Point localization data
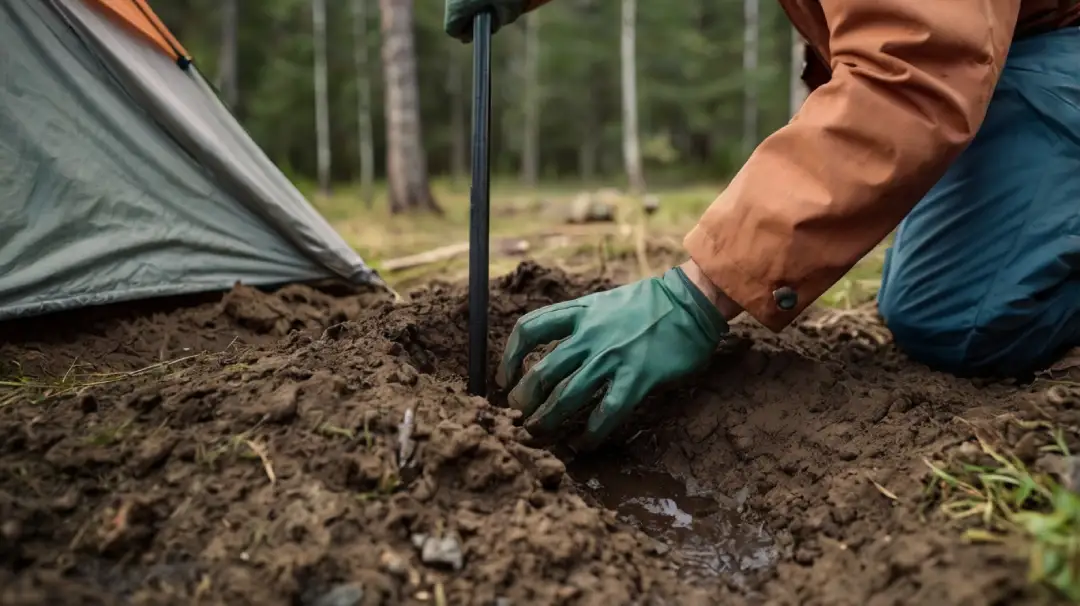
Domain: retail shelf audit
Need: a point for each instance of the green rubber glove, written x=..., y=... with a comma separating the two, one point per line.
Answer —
x=460, y=14
x=631, y=339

Task brief:
Before duplicating the entries above, strip out the pictures and keep the rest exact.

Result:
Domain: retail shelf audit
Need: a point for each instance of the green rubber glove, written x=..., y=... with a comma separating the two, one point per line.
Answer —
x=460, y=14
x=631, y=339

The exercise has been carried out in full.